Data to use -
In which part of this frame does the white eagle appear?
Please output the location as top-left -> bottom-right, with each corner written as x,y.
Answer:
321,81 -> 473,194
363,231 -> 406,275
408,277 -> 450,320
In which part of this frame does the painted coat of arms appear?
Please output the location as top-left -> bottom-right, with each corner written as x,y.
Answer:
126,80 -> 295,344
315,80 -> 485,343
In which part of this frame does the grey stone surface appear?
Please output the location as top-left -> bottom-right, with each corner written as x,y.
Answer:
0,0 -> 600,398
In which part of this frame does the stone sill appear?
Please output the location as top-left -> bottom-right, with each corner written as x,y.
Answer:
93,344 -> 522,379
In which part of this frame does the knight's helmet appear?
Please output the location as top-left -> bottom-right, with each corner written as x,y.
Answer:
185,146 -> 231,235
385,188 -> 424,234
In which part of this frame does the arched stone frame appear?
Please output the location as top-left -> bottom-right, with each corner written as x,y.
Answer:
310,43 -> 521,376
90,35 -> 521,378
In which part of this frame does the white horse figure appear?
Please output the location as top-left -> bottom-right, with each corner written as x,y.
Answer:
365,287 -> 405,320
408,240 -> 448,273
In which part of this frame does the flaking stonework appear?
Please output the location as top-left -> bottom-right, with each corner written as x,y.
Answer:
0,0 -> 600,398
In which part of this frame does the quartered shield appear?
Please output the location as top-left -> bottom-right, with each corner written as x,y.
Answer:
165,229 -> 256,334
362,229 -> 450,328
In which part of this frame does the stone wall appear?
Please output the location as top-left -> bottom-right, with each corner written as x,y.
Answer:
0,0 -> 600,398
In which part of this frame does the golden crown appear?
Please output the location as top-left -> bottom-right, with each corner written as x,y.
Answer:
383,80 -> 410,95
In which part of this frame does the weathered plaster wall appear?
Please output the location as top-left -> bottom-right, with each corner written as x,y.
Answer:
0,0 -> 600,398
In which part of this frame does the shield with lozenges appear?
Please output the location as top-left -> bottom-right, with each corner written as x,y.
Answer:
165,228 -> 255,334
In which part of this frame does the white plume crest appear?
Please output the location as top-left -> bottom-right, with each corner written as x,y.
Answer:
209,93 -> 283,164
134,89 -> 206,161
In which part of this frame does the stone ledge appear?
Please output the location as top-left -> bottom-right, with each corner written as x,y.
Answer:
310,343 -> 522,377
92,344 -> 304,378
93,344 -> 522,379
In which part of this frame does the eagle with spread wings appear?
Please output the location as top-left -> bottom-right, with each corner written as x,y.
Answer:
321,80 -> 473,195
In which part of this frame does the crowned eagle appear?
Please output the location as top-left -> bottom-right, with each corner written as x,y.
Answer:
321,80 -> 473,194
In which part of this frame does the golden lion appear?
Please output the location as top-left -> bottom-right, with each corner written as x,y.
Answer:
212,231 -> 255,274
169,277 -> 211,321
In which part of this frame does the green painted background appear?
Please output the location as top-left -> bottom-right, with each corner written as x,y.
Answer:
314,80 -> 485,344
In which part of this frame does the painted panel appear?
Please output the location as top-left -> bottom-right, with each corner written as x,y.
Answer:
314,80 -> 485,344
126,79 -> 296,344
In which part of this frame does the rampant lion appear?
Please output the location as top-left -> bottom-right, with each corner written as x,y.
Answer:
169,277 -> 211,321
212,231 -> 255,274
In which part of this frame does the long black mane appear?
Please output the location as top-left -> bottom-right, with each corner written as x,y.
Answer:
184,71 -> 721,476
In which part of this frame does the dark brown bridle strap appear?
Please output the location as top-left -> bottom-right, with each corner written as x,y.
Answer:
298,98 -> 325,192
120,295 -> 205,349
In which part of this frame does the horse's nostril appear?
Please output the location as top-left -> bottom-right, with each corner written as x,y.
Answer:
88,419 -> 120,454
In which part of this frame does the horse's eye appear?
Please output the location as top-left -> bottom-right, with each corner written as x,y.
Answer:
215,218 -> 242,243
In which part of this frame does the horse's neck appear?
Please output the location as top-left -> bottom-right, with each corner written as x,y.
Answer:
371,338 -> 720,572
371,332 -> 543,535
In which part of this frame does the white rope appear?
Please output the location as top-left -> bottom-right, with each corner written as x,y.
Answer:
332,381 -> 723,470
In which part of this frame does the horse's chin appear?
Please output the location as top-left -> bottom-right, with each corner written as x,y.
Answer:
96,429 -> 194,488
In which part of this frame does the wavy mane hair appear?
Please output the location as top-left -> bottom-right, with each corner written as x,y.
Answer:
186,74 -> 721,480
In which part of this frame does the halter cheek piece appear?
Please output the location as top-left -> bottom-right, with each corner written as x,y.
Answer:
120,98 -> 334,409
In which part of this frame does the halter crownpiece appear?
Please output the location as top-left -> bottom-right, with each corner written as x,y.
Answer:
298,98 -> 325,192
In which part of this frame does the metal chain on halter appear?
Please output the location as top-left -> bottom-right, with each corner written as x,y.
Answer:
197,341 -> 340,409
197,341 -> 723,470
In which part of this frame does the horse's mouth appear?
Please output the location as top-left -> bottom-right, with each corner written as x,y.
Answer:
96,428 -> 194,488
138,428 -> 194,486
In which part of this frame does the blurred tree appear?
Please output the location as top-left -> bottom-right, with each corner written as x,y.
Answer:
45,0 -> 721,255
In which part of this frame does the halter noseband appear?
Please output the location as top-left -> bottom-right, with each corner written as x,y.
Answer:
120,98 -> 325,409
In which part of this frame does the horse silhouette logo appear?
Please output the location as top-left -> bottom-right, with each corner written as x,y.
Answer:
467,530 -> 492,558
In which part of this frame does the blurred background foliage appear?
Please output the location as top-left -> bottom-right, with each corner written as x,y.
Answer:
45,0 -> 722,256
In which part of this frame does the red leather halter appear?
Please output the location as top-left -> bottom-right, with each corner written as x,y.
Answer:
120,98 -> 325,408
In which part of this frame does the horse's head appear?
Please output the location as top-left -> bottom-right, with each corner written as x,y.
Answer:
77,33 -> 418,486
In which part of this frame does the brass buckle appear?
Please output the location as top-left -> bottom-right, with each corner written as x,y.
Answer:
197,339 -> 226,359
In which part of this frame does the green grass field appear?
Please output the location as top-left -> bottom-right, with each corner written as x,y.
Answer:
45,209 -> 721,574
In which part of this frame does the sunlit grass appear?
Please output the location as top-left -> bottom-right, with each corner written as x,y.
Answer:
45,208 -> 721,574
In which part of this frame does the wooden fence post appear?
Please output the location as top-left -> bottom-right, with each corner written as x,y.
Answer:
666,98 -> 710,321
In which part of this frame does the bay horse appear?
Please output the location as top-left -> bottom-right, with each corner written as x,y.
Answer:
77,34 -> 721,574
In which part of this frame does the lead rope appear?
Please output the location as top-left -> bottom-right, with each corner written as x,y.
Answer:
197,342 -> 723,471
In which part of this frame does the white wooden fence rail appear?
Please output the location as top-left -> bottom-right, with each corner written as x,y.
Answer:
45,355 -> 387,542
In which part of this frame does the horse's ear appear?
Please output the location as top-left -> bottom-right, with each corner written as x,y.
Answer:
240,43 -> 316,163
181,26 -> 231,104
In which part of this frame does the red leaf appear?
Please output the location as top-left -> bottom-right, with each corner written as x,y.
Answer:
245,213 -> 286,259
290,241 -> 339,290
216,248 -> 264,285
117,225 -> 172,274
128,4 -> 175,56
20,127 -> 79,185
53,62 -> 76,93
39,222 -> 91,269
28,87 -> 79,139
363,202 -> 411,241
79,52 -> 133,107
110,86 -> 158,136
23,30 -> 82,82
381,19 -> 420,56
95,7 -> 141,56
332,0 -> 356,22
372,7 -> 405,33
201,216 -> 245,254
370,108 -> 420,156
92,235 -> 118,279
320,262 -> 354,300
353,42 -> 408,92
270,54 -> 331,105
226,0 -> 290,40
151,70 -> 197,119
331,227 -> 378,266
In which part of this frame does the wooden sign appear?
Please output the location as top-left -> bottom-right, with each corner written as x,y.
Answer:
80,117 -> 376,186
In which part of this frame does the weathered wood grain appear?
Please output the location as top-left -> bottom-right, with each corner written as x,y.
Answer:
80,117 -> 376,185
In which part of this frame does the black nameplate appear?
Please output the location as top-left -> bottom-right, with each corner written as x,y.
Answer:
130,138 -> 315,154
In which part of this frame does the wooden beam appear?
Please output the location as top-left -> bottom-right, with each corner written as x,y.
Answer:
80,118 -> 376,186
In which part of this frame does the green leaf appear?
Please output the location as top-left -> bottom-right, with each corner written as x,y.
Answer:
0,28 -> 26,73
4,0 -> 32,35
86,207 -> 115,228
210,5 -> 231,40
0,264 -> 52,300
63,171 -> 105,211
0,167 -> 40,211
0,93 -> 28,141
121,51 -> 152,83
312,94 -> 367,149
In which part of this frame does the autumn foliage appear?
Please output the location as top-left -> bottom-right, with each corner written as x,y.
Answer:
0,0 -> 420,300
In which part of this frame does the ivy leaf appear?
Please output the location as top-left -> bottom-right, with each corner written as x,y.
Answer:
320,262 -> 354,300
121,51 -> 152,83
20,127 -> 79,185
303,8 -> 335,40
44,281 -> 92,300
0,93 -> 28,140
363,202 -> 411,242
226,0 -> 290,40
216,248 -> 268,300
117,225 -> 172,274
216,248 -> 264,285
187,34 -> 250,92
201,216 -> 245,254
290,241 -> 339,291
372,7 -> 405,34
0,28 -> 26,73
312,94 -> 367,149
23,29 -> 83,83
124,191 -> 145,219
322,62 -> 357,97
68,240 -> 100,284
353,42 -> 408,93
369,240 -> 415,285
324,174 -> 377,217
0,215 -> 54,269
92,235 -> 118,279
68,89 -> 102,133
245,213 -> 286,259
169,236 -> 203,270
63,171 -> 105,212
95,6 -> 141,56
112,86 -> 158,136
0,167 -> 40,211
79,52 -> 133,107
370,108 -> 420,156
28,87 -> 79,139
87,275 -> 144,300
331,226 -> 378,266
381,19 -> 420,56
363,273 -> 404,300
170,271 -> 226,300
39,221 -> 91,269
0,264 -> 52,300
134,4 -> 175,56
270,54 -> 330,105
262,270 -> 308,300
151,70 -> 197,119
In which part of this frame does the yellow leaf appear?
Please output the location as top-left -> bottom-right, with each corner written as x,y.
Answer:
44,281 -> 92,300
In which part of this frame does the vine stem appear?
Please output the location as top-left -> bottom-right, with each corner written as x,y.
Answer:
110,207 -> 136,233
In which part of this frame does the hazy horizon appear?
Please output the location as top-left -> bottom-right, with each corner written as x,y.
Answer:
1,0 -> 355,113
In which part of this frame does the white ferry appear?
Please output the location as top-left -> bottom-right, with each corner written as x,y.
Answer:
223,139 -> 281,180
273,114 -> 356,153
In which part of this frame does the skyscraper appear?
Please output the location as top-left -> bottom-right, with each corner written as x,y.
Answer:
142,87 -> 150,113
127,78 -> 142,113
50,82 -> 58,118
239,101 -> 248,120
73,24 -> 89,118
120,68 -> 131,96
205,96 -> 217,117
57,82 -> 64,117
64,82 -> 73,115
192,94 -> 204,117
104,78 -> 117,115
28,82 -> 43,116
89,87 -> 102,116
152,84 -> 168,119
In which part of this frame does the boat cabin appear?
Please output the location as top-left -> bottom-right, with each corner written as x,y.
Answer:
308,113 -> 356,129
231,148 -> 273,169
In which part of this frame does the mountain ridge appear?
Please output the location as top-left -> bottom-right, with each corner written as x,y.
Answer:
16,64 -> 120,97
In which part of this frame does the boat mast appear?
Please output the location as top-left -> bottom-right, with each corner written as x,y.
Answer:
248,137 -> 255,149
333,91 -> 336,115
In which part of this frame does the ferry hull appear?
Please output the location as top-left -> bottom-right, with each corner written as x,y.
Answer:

Request -
Format the material above as a Markdown table with the columns "Row" and "Line". Start with the line that contains "In which part of this frame does the ivy" and continue through the line that contains "1,0 -> 355,113", numbering each row and leaving out blank lines.

Result for this task -
| Row | Line |
|---|---|
| 1 | In which part of this frame does the ivy leaf appear? |
| 2 | Please output the location as top-left -> bottom-right, with each corner written as x,y. |
| 3 | Answer: |
| 4 | 320,262 -> 354,300 |
| 5 | 121,51 -> 152,83 |
| 6 | 20,127 -> 79,185 |
| 7 | 303,8 -> 335,40 |
| 8 | 44,281 -> 92,300 |
| 9 | 0,93 -> 28,140 |
| 10 | 363,202 -> 411,242 |
| 11 | 226,0 -> 290,40 |
| 12 | 216,248 -> 268,300 |
| 13 | 117,225 -> 172,274 |
| 14 | 216,248 -> 264,285 |
| 15 | 187,34 -> 250,92 |
| 16 | 201,216 -> 245,254 |
| 17 | 290,241 -> 339,291 |
| 18 | 372,7 -> 405,34 |
| 19 | 0,28 -> 26,73 |
| 20 | 312,94 -> 367,149 |
| 21 | 23,29 -> 83,83 |
| 22 | 124,191 -> 145,219 |
| 23 | 322,62 -> 357,97 |
| 24 | 68,240 -> 100,284 |
| 25 | 353,42 -> 408,93 |
| 26 | 369,240 -> 415,285 |
| 27 | 324,174 -> 377,217 |
| 28 | 0,215 -> 54,269 |
| 29 | 92,235 -> 118,279 |
| 30 | 68,89 -> 102,133 |
| 31 | 245,213 -> 286,259 |
| 32 | 169,236 -> 203,270 |
| 33 | 63,171 -> 105,212 |
| 34 | 95,6 -> 141,56 |
| 35 | 112,86 -> 158,136 |
| 36 | 0,167 -> 40,211 |
| 37 | 79,52 -> 133,107 |
| 38 | 370,108 -> 420,156 |
| 39 | 28,87 -> 79,139 |
| 40 | 87,275 -> 144,300 |
| 41 | 331,226 -> 378,266 |
| 42 | 381,19 -> 420,56 |
| 43 | 363,273 -> 404,300 |
| 44 | 170,271 -> 226,300 |
| 45 | 39,221 -> 91,269 |
| 46 | 0,264 -> 52,300 |
| 47 | 134,4 -> 175,56 |
| 48 | 270,54 -> 330,105 |
| 49 | 262,270 -> 308,300 |
| 50 | 151,70 -> 197,119 |
| 51 | In which part of this frame does the yellow leaf appear? |
| 52 | Please output the location as top-left -> bottom-right, with each corner written as x,y. |
| 53 | Answer: |
| 54 | 44,281 -> 92,300 |
| 55 | In which part of this frame does the vine stem appear? |
| 56 | Please output the location as top-left -> bottom-right, with each corner written as x,y. |
| 57 | Answer: |
| 58 | 110,207 -> 136,233 |
| 59 | In which part of this frame does the hazy horizon appear? |
| 60 | Please output the location as top-left -> bottom-right, with each corner written as x,y. |
| 61 | Answer: |
| 62 | 1,0 -> 355,113 |